→ **SUPPLIED DATA**:
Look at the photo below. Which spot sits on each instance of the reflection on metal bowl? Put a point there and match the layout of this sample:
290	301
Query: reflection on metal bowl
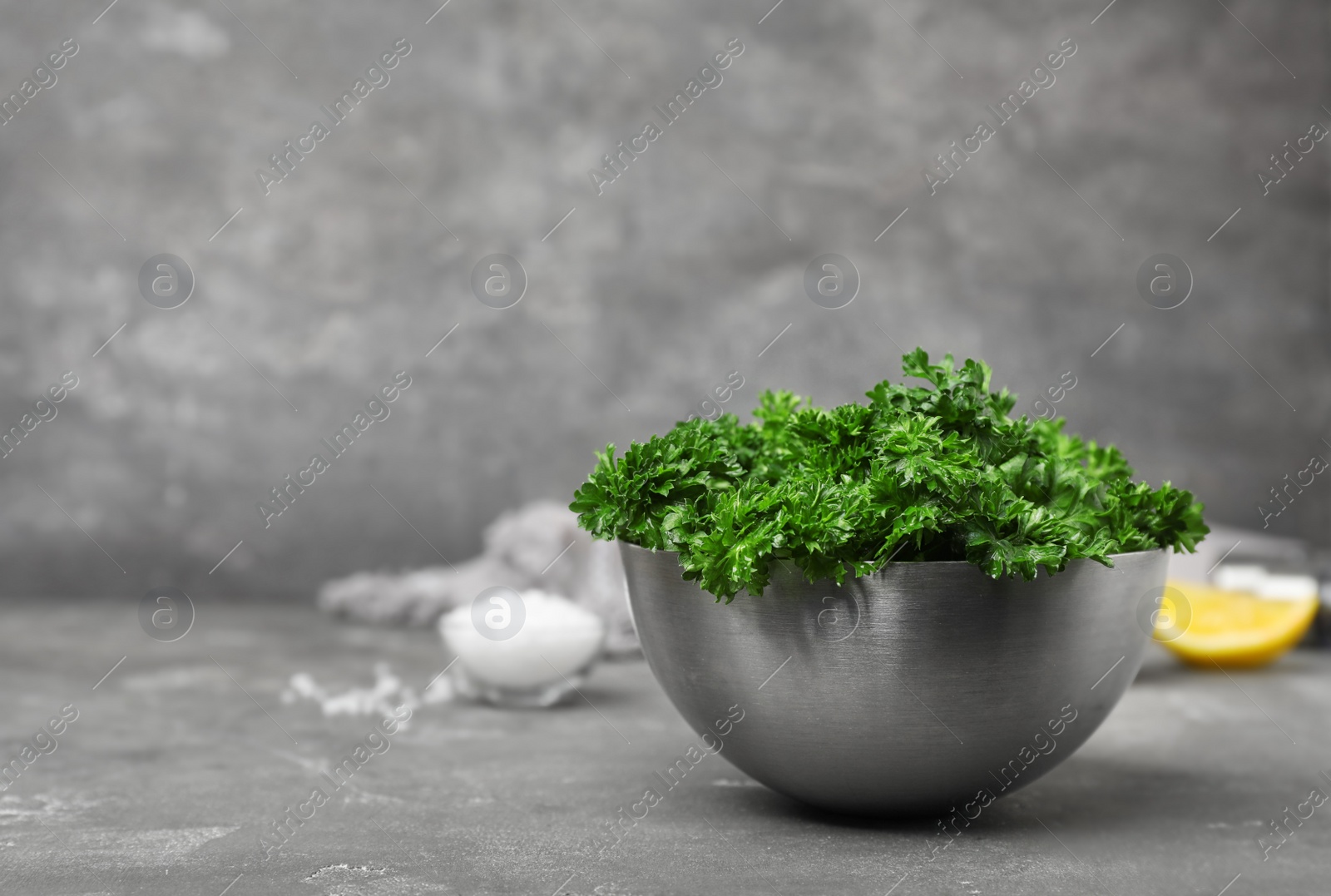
904	691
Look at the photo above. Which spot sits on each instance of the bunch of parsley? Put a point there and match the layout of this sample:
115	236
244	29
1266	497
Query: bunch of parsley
929	473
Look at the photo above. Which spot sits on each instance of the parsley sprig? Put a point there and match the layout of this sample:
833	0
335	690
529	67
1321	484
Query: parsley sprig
920	473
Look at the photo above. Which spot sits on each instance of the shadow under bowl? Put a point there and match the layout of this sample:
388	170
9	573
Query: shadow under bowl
903	692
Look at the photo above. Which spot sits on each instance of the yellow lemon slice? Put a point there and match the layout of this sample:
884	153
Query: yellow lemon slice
1209	627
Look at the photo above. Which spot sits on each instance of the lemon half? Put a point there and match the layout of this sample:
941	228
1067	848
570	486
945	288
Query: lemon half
1206	626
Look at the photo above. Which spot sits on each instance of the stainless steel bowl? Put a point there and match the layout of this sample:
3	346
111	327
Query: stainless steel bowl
908	691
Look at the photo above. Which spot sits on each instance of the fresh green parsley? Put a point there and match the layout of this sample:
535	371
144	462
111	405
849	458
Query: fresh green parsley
920	473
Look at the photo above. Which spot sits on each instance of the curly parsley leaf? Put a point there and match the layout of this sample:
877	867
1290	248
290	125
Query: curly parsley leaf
920	473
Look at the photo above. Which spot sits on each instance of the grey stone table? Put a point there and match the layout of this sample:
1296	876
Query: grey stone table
186	754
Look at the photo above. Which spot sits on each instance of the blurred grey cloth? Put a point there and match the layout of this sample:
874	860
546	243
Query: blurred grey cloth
538	546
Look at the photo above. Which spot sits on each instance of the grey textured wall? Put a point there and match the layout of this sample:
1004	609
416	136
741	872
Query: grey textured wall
646	297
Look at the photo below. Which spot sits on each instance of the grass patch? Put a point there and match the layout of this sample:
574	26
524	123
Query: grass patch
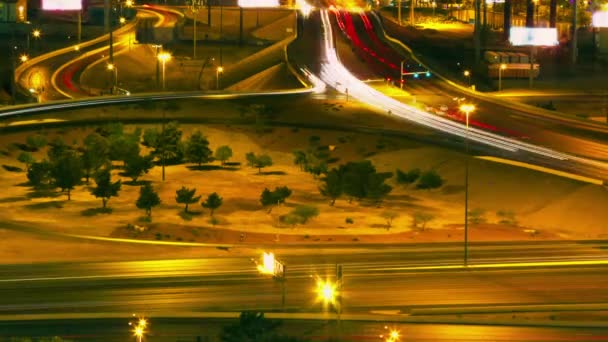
145	219
25	147
45	205
272	173
136	183
11	168
185	216
95	211
42	193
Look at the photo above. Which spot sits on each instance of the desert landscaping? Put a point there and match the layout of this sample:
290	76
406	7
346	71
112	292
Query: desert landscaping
506	202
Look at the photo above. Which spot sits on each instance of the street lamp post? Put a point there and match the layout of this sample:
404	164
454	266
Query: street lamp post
401	75
158	47
163	57
113	67
466	109
218	72
36	34
195	7
500	69
399	12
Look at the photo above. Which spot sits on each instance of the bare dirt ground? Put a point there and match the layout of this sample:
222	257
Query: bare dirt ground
545	206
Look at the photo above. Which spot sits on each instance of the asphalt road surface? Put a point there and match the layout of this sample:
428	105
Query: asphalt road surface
187	330
543	132
386	278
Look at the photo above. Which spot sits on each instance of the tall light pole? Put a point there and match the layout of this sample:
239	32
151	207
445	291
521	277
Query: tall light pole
467	74
194	7
112	67
163	57
157	47
500	69
412	19
401	75
399	12
466	109
218	72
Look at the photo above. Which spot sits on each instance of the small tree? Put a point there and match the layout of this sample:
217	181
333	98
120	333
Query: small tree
421	218
39	174
186	196
36	141
270	198
197	149
148	198
389	216
223	153
105	189
213	202
407	178
331	186
429	180
267	199
136	166
299	158
67	172
281	193
26	158
258	162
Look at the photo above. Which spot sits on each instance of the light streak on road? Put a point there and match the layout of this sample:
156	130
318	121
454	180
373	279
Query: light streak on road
336	75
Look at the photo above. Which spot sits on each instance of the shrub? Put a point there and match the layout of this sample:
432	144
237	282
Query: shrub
420	219
477	216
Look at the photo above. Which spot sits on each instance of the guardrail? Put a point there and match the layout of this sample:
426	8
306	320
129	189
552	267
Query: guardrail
32	109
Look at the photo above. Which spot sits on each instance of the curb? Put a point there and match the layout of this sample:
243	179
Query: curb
309	316
509	309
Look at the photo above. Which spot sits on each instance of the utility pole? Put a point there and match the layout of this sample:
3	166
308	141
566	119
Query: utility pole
573	40
477	33
195	7
412	18
399	12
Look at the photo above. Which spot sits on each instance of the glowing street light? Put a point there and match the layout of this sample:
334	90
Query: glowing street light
393	336
138	332
140	329
500	69
467	74
326	292
112	67
268	264
163	57
467	109
220	70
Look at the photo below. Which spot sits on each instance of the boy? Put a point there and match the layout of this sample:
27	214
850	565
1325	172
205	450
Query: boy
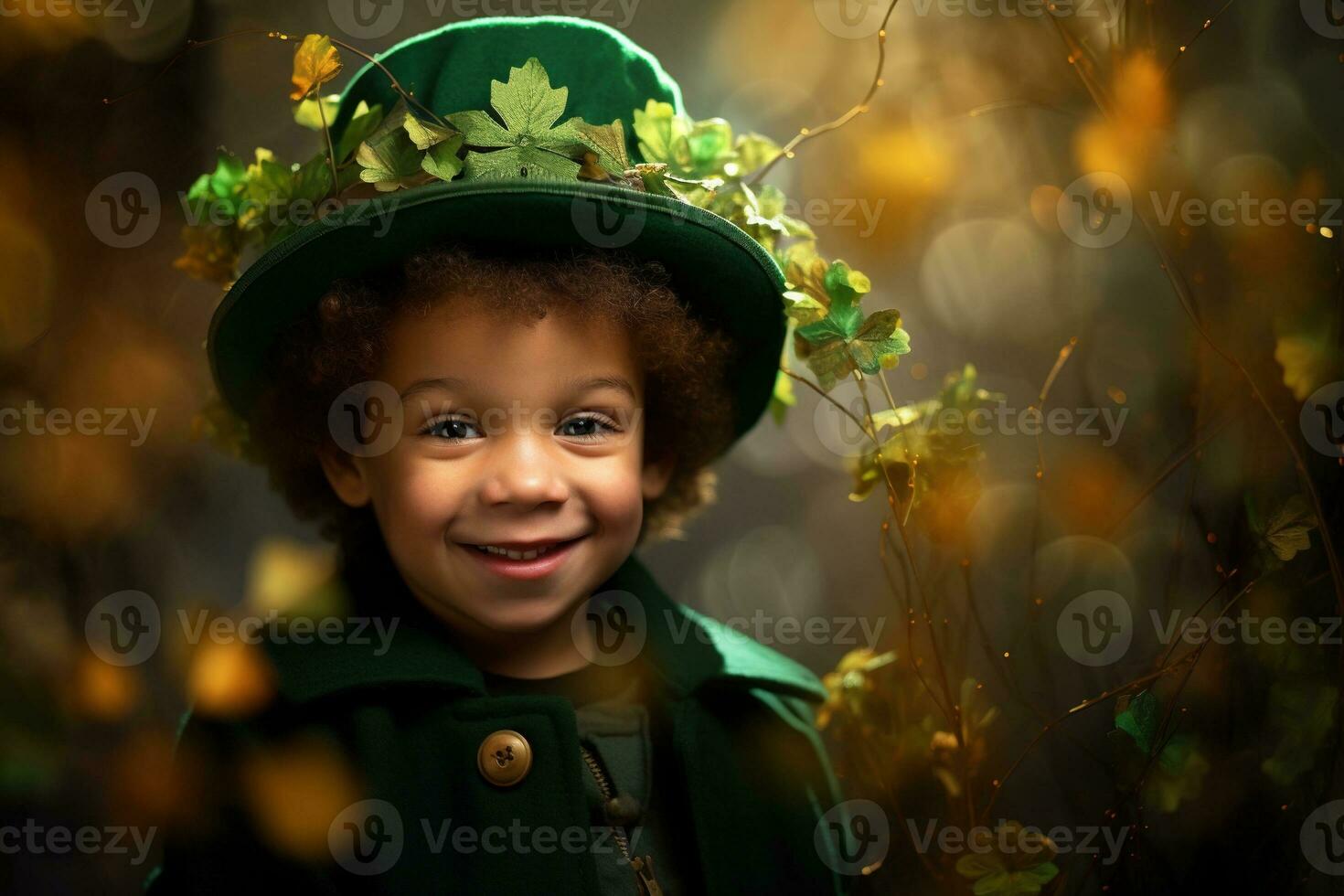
489	414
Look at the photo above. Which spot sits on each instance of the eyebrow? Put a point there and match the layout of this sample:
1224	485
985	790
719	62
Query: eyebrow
456	383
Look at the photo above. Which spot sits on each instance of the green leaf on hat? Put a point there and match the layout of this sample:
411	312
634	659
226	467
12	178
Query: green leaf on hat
441	160
425	133
528	144
269	185
1138	718
309	112
608	143
659	129
360	128
222	187
389	157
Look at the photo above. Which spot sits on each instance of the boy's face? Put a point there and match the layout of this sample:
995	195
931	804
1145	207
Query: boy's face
514	432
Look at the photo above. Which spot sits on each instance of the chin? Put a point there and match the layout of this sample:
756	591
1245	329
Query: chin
526	615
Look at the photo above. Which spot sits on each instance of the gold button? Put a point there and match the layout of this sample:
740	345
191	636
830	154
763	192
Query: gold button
504	758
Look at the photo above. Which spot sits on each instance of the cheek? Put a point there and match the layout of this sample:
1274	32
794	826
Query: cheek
614	493
413	493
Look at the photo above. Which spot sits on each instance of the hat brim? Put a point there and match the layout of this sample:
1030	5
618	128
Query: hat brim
720	272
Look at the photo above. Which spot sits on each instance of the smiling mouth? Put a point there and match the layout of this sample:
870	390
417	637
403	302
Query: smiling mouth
520	554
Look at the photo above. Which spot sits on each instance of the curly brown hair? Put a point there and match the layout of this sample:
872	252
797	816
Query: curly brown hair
688	407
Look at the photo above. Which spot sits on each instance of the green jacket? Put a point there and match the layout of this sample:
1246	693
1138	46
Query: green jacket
411	723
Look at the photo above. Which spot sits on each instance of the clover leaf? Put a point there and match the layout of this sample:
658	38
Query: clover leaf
527	144
390	159
1138	718
844	340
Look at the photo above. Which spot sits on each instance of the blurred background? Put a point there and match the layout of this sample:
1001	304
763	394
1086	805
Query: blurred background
1024	186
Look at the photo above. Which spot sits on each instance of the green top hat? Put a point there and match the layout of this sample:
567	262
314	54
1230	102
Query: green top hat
517	187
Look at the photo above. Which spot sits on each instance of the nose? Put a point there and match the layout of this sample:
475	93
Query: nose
525	470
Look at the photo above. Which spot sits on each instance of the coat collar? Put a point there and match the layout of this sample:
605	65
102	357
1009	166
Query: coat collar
686	649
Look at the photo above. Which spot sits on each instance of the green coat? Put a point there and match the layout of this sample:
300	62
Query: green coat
411	723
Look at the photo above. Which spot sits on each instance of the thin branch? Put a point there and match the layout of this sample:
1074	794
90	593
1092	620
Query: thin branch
808	133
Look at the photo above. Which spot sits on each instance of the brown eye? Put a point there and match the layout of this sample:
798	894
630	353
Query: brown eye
589	427
452	429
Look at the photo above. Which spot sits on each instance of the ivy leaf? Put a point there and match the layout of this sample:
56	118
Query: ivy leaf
389	157
269	186
311	111
709	146
801	308
528	144
1178	775
783	398
608	143
659	131
1301	709
316	62
844	340
222	187
1138	718
1287	528
441	160
360	128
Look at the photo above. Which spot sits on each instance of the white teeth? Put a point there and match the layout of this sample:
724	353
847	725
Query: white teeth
514	555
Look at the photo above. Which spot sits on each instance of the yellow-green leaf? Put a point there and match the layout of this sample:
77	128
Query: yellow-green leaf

→ **GIVEN TASK**:
Omit the pictures, and quote the material above exactly as given.

→ **REPLY**:
Look at the photo below. Which spot sits on each instance of the reflection on metal bowl? Put a point there and match the layout of this sample:
290	301
Query: reflection on metal bowl
904	691
Look at the photo above. Which spot sits on each instance of the bunch of parsley? Put a point there and match the layout of this sample:
115	236
244	29
1266	497
Query: bunch of parsley
929	473
Look at the photo above. Which spot sits on each instance of the parsley sprig? Put a point there and match the layout of this sample:
833	0
335	690
529	67
1321	484
Query: parsley sprig
920	473
Look at the photo above. Which spot sits on each instance of the shadow under bowl? Put a point there and match the layout of this sample:
388	170
9	573
Query: shadow under bowl
903	692
Look at the photo above. Which spot sits on each instance of the yellow lemon slice? Put a point there and match the layout of this sample:
884	153
Query: yellow lemon slice
1209	627
Look at the photo above. Which spot sits on each instance of the lemon half? Put a point there and match the layout of this sample:
941	228
1067	848
570	486
945	288
Query: lemon half
1206	626
Look at the photo above. Which spot sits on each instance of the stainless steel bowl? Put a point there and match the layout of this sample:
3	346
111	327
Query: stainless steel bowl
908	691
Look at the photo above. Which spot sits on each instance of the fresh green parsley? Put a point there and match the layout of this sample:
535	371
144	462
111	405
849	458
Query: fresh green parsley
920	473
Look at the photo above. Which spot sits on each instance of the curly parsley leaf? Put a point there and match the layout of this sample:
877	867
1290	248
290	125
Query: curly parsley leaf
920	473
Look at the photo above. Which spot sits on each instance of the grey stone table? Put a point there and match the layout of this sample:
1296	876
Query: grey stone table
186	754
Look at the photo above. Which spot sits on each instance of the blurred grey cloth? Put a point there and match the layout of this sample:
874	860
546	243
Query: blurred grey cloth
538	546
Look at the photo above. Which spot sits on each instance of the grey textured wall? Put a point there and match the layout of this sample:
1004	609
416	136
741	872
Query: grey textured wall
646	297
Look at the photo below. Which spot sits on each instance of the grass patch? Put a point there and match the layout of this sample:
574	26
524	123
Query: grass patch
145	219
25	147
45	205
272	173
136	183
11	168
185	216
95	211
42	193
Look at the photo above. Which spot sits on each instance of the desert landscaping? Put a point there and match the layout of this sample:
290	76
406	7
346	71
112	292
Query: desert landscaping
506	202
Look at the photo above. Which spot sits on each instance of the street lamp post? Put a point there and match the layout of this sample:
404	164
454	266
Query: street lamp post
401	75
158	47
163	57
113	67
466	109
218	72
36	34
195	7
500	69
399	12
Look at the photo above. Which spot sits on each instance of the bare dirt ground? Put a point there and match the layout of this sample:
222	257
Query: bare dirt ground
545	206
Look at the photo above. Which spot sits on each instance of the asphalt road surface? Put a point there and match the layout of this sample:
428	105
Query: asphalt road surface
187	330
543	132
386	278
Look at the photo above. Which spot sits on each instance of the tall light pole? Put a point there and match the layout of this sample:
239	32
151	207
445	291
521	277
Query: tall light pole
467	74
194	7
112	67
163	57
157	47
500	69
412	19
401	75
399	12
466	109
218	72
Look at the photo above. Which spot sits on each instance of the small tree? Put a point there and match the layout of this sample:
217	181
333	98
120	333
Query: small tree
421	218
39	174
186	196
36	141
270	198
197	149
148	198
389	216
223	153
105	189
213	202
407	178
331	186
429	180
267	199
136	166
299	158
67	172
281	193
26	158
258	162
Look at the photo above. Which spot sits on each instance of the light streak on road? Put a point there and match the layout of this sample:
156	130
318	121
454	180
373	279
Query: light streak on road
336	75
Look at the photo above. Which spot sits on each instance of the shrub? Put a point there and match the layout of this sample:
432	144
237	282
Query: shrub
420	219
477	216
Look at the photo above. Which spot sits on each instance of the guardrail? Put a point there and match the layout of this sample:
426	8
306	320
129	189
552	267
Query: guardrail
32	109
Look at the photo above. Which spot sits on each instance of the curb? Put a point there and match the layout of this sample:
243	179
Query: curb
309	316
509	309
Look at the photo above. Which spot sits on each instance of the utility pole? Put a point there and match the layout of this sample:
3	166
308	141
566	119
Query: utility pole
573	40
477	33
195	7
412	18
399	12
Look at the photo above. Which spot sits on each instance of the glowing street light? Put a point there and match the layout of this sample:
334	90
Query: glowing street light
393	336
138	332
140	329
500	69
467	74
326	292
112	67
268	264
163	57
467	109
220	70
Look at the photo below. Which spot sits on each instance of the boy? Put a point there and match the layout of this sample:
27	214
850	565
1325	172
205	450
Query: boy
489	414
Look at the photo above. Which spot sits on each instance of the eyebrow? Put a point there and match the layout of this sample:
1224	485
985	790
719	62
Query: eyebrow
456	383
Look at the photo above. Which spot sits on each instance of the green leaf on hat? Put a point there and match the layout of this sample:
411	312
634	659
226	467
12	178
Query: green leaf on hat
441	160
425	133
528	144
269	185
1138	718
309	112
608	143
659	129
360	128
222	187
389	157
Look at the photo above. Which spot sits on each instance of the boy's face? Put a point there and match the layout of this sample:
995	195
931	804
1145	207
Query: boy's face
514	432
Look at the photo above. Which spot sits on each instance of the chin? Put a point there and match the layout of this sample:
756	591
1245	329
Query: chin
526	615
Look at the photo above. Which spot sits on each instance of the gold button? Put a point there and match the layout of this sample:
740	345
191	636
830	154
763	192
Query: gold button
504	758
Look at the photo above. Which spot sits on each instance of the cheek? Put a point there and match the layout of this sample:
1274	32
794	826
Query: cheek
614	493
413	493
Look at the photo above. Which spot sits on each instance of the hat brim? Put a point there and match the layout of this sample:
1030	5
618	128
Query: hat brim
720	272
Look at the photo above. Which spot sits on each instance of the smiling mouth? Put a point there and match the layout of this sample:
870	390
417	637
403	302
Query: smiling mouth
520	554
Look at the photo above. Which spot sits on each instance of the curly brown hair? Put a point there and match the layout of this sample:
872	252
797	816
Query: curly brown hair
688	407
Look at the photo above. Which spot sits on each instance of the green jacket? Put a point there and match the layout of this sample:
1246	693
1138	46
Query: green jacket
411	723
Look at the photo above. Which spot sits on each instance of the clover leaf? Put a point there and match the layout of this sample:
658	38
Query: clover leaf
527	144
390	159
1138	718
844	340
Look at the photo above. Which spot sits on each instance of the blurred background? Put a point there and match the layout of this sample:
1001	304
763	394
1086	805
Query: blurred background
1024	186
Look at the photo above. Which spot sits on each instance of the green top hat? Put a point there and match the layout of this sample:
567	262
314	54
1230	102
Query: green top hat
517	187
Look at the photo above. Which spot sits on each instance of the nose? Put a point there and match the layout of this sample:
475	93
Query: nose
525	470
Look at the photo above. Which spot sits on each instance of the coat collar? Put a point there and match the layout of this sample:
605	65
102	357
1009	166
Query: coat collar
686	649
Look at the photo above. Which spot sits on each instance of the green coat? Put a point there and match the layout of this sample:
300	62
Query: green coat
411	723
Look at the photo above. Which spot sits on each instance of the thin branch? Put a point there and match the layout of this sample:
1074	794
90	593
1092	620
Query: thin branch
808	133
Look at the photo above. Which spot sits on each instance of the brown eye? Put a point there and match the layout of this sample:
798	894
630	353
Query: brown eye
589	427
452	429
Look at the photo above. Which spot sits on each instance of the ivy leaf? Put a point there and match the layout of this sample:
56	118
Query: ivy leaf
389	157
269	186
311	111
709	146
801	308
528	144
1178	775
783	398
608	143
659	131
1301	709
316	62
844	340
222	187
1138	718
1287	528
441	160
360	128
Look at the photo above. Which spot sits on each instance of the white teeth? Put a point there and match the layout of this sample:
724	353
847	725
Query: white teeth
514	555
Look at the photo above. Which spot sits on each instance of the yellow-green leaf? Put a point there and match the layout of this sample:
77	128
Query: yellow-green leaf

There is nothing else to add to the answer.